» **Documento**:
************

PALERMO – “L’Amministrazione ha mostrato una eccezionale pervicacia a procedere disciplinarmente nei confronti del proprio dipendente, facendo seguire con una scansione logica precisa gli atti utili ad addivenire alla irrogazione delle sanzioni, le quali poi hanno costituito la base per il successivo provvedimento di destituzione, al quale sembra invero essere stata preordinata l’intera azione amministrativa”. Così scrivono i giudici della seconda sezione del Tar di Palermo nell’annullare tutti i provvedimenti presi dalla Polizia di Stato (si scrive così, ma si legge meglio “Viminale”) contro il vicequestore Gioacchino Genchi. Preordinata è la parola chiave per comprendere il “Caso Genchi”. Quella raffica di provvedimenti disciplinari, ben 11 in stretta sequenza temporale tra il 2009 e il 2011, era un miscuglio letale creato ad arte per distruggere ciò che è più sacro e inviolabile per un uomo delle istituzioni: la reputazione. L’onta della destituzione, procedura che in Italia non è stata comminata neanche agli agenti coinvolti nel caso della Diaz, avrebbe dovuto sancire la “morte sociale” del super investigatore, il primo uomo dello Stato a mettere mano a computer e telefoni, studiandoli e analizzandoli, per offrire agli inquirenti quella necessaria arma strategica per scoprire verità su mafia, politica e affari. Ma il Tar ha cancellato tutto.

************

» **Compiti**:
A. Rispondi a queste domande sull'articolo sul caso Genchi, una per riga:
(i) Quale sezione del Tar di Palermo ha annullato i provvedimenti contro Gioacchino Genchi?
(ii) Quanti provvedimenti disciplinari sono stati presi contro di lui, e in quale arco di anni?
(iii) In quale caso la destituzione non è stata comminata neanche agli agenti coinvolti?
B. Continua l'articolo sul caso Genchi a partire dalla frase «Ma il Tar ha cancellato tutto».
Il materiale riportato più avanti non serve per svolgere i compiti.

» **Dati forniti**:
************

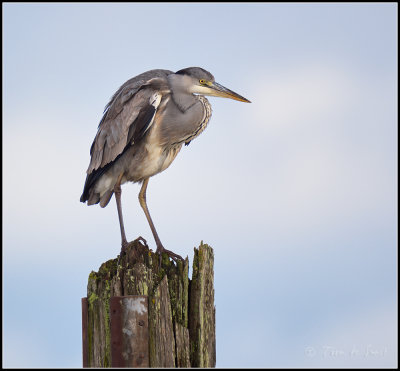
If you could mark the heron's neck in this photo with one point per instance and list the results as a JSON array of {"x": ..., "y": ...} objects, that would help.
[{"x": 182, "y": 98}]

************

» **Risposte attese**:
A.
(i) La seconda sezione.
(ii) Undici, tra il 2009 e il 2011.
(iii) Il caso della Diaz.

B.
Ora, indossa la toga da avvocato. Non la rivedremo più in divisa? Che valore ha questa sentenza?
Fosse solo per un giorno, prima del collocamento in pensione, che ho già maturato, per effetto dell’annullamento delle sospensioni e della destituzione dal servizio. La mia massima aspirazione, comunque, rimane quella di reindossare l’uniforme di Funzionario della Polizia di Stato e rendere omaggio, in divisa, alla tomba di quei magistrati e di quei poliziotti con cui ho lavorato e che ho visto morire. Loro attendono ancora giustizia da questo Stato ed io ho pagato anche per questo.
La procedura che portò alla sua destituzione inizia nel 2009. Sbagliamo o è nello stesso periodo in cui le vengono revocate le deleghe per le inchieste su politica, mafia e affari in Calabria ?
Esatto. Un’esperienza che voglio dimenticare in cui ho visto toccare il minimo etico alle Istituzioni dello Stato, compresa la magistratura, che avevo servito per tanti anni.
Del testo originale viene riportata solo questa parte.